● **Work to complete**: In the records that follow, show each line where the word "blue" is present.

*** Information provided Section Begins ***

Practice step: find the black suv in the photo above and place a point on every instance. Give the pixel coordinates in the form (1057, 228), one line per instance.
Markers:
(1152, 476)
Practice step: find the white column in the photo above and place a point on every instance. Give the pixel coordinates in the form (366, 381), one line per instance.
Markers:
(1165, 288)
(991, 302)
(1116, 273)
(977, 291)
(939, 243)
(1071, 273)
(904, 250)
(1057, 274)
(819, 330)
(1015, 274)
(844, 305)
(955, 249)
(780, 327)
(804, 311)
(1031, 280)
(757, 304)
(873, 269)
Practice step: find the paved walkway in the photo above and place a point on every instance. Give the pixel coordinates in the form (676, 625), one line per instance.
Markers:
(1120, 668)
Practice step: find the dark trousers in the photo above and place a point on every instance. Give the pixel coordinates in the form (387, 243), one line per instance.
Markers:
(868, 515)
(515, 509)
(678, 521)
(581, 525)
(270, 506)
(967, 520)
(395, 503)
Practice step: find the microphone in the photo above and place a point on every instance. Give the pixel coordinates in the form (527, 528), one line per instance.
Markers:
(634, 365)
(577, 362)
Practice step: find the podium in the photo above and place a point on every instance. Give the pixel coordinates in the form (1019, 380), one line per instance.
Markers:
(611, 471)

*** Information provided Section Ends ***
*** Information provided Section Begins ***

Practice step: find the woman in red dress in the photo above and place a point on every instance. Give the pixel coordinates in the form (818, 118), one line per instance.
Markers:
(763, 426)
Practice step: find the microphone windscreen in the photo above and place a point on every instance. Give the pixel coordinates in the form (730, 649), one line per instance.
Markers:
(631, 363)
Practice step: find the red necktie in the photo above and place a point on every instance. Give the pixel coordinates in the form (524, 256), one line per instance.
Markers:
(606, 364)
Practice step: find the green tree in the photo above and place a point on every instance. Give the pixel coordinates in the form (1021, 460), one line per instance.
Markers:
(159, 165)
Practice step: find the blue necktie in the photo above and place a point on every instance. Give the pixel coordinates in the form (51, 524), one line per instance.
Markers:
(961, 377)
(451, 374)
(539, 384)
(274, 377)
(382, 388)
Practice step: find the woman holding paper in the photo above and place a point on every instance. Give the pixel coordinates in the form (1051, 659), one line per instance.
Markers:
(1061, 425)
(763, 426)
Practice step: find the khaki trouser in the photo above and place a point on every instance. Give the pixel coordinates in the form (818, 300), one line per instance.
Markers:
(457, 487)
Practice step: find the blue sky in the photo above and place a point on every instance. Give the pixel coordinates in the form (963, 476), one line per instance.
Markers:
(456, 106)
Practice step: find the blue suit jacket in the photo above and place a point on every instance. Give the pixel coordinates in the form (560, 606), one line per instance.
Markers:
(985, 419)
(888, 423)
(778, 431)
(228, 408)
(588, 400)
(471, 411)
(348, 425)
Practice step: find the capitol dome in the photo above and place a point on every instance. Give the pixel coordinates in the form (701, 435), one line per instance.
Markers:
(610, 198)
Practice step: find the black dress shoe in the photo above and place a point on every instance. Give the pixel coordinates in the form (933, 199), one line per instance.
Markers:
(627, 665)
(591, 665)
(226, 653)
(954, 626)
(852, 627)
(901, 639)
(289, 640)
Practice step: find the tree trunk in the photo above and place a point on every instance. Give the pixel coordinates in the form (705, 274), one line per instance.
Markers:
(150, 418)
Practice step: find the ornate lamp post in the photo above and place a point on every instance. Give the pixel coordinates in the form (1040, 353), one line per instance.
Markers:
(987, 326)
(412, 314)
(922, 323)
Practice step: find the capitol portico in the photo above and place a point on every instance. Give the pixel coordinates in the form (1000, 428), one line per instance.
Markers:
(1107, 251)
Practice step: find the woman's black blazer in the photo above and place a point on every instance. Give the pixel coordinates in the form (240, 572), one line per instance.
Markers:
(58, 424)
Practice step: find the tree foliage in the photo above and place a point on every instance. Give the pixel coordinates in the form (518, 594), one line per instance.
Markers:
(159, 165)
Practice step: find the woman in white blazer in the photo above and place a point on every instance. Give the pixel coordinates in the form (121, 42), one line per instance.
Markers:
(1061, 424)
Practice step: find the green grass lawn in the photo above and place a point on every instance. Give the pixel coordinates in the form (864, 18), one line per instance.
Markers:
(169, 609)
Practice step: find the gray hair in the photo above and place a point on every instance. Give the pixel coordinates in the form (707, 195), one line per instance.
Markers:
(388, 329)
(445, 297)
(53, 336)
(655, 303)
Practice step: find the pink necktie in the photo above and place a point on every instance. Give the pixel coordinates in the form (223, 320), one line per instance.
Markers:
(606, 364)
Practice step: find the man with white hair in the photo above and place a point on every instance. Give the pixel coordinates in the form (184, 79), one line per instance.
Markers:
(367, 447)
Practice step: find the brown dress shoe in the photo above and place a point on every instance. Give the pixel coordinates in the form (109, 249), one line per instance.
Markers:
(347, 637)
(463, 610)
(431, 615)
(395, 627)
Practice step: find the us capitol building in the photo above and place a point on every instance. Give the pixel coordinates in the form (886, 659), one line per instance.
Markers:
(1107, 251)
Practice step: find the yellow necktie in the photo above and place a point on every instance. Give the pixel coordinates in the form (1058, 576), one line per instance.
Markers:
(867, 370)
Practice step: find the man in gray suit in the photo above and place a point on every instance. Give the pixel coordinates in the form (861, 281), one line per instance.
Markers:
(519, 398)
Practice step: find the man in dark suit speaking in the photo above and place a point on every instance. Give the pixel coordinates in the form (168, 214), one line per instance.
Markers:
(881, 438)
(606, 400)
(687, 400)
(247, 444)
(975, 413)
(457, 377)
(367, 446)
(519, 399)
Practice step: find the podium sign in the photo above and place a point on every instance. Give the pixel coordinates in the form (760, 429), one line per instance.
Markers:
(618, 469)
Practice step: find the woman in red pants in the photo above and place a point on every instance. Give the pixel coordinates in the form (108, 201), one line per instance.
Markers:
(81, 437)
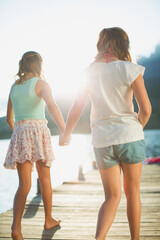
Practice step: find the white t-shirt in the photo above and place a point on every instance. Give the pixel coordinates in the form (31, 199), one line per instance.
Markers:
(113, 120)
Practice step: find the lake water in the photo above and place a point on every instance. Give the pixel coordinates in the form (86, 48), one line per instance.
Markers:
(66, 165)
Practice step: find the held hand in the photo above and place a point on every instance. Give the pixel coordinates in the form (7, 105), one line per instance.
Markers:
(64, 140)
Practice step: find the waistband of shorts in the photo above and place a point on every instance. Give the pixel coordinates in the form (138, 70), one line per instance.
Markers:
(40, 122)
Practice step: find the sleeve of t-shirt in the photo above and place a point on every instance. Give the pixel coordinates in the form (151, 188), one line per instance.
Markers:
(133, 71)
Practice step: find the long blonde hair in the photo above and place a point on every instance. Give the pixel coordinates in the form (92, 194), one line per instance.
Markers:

*** Information provided Section Ends ***
*** Information provided Section Begins ***

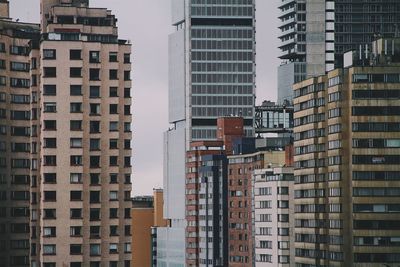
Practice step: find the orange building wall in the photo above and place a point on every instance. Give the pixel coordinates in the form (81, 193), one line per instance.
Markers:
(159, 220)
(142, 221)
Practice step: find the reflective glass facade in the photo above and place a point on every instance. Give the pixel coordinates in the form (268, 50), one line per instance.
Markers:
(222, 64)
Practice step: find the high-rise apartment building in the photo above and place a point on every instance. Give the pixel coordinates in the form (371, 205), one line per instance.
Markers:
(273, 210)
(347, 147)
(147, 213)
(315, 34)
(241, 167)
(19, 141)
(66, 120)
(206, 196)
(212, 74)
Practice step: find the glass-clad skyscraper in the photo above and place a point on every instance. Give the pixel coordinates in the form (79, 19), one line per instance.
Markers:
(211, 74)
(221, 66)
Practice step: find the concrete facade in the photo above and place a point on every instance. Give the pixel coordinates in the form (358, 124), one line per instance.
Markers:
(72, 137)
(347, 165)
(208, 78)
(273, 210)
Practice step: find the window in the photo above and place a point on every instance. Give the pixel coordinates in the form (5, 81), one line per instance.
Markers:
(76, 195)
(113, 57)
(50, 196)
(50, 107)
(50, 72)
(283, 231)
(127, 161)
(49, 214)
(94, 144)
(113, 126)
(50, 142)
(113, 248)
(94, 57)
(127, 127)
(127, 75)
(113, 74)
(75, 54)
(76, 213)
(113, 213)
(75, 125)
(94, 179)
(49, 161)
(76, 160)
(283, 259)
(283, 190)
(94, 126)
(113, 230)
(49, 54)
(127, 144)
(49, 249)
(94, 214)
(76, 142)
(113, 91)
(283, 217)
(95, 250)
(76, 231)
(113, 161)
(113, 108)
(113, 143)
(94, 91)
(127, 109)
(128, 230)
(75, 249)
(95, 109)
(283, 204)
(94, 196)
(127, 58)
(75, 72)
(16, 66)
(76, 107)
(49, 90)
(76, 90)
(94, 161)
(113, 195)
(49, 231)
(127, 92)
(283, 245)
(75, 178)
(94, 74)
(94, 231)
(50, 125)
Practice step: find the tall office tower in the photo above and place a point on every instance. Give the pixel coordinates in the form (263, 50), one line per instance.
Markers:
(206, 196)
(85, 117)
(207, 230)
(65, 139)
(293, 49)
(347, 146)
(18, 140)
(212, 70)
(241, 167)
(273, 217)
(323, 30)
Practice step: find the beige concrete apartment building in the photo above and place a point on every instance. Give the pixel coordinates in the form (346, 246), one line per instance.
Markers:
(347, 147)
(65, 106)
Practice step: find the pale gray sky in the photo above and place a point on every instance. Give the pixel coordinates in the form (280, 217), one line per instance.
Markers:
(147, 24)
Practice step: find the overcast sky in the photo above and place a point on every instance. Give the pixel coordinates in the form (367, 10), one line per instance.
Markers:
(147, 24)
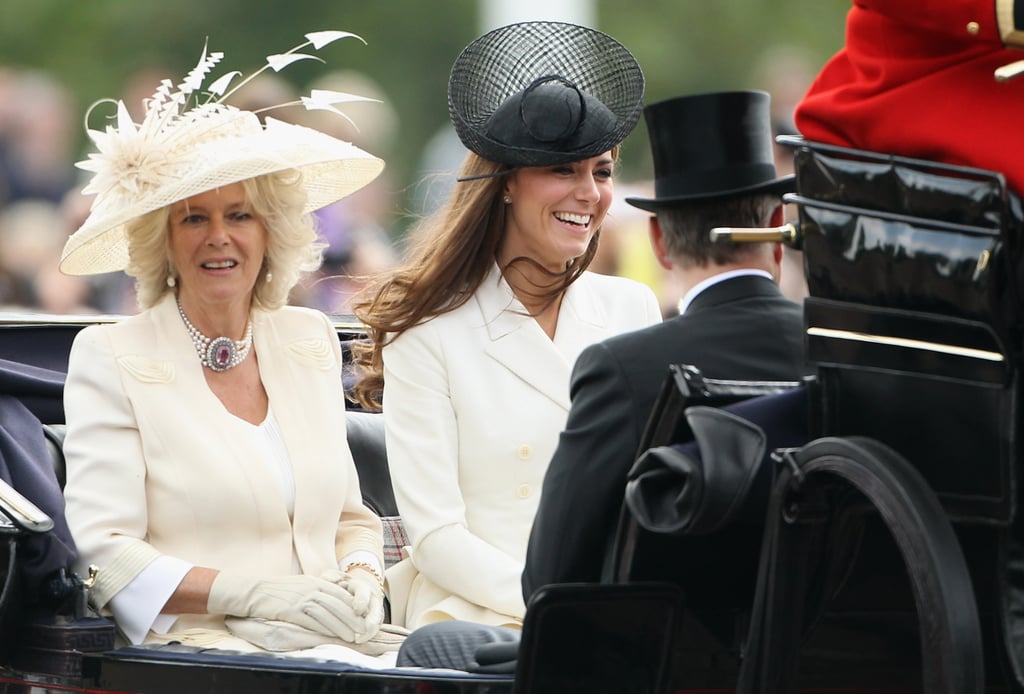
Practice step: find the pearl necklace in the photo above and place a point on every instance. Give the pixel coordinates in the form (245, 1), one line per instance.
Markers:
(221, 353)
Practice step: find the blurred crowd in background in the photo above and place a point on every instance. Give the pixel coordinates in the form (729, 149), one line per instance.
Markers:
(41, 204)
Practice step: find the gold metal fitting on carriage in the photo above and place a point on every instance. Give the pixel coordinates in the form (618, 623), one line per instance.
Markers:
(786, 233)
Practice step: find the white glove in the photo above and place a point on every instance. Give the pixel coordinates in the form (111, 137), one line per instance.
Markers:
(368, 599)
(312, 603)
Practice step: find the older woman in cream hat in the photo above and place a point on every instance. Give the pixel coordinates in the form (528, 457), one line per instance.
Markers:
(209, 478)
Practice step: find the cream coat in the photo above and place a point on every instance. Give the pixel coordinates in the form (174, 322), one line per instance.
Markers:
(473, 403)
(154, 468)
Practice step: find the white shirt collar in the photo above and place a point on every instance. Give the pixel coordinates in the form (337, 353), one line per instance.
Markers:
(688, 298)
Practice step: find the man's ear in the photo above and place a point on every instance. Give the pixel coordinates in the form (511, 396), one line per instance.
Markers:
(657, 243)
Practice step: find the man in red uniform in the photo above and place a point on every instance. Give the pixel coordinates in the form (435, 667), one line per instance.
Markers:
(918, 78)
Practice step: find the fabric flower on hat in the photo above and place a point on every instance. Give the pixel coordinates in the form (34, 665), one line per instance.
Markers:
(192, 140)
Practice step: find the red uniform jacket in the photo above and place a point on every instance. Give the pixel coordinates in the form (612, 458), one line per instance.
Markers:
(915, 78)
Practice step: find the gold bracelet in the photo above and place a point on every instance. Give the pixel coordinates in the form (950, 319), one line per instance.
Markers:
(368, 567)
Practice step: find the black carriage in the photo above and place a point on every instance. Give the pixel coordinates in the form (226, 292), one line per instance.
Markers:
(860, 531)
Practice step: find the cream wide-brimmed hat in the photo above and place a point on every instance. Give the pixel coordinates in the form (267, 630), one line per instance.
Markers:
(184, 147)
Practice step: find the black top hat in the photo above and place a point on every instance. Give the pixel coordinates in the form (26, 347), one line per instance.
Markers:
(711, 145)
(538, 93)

*** Information provided Section Ends ***

● **Response**:
Practice step: find the blue necktie in the photo above and place a point on every instance. Give the pixel coordinates in the form (51, 524), one line per instance.
Practice step: find the blue sky in the photo above and place a point on every instance. Give the pixel coordinates in the form (963, 476), one line per instance.
Practice step: find the blue suit jacket in the photo above and place a point on every instance. Give the pixel coordinates in the form (560, 606), one line per instance.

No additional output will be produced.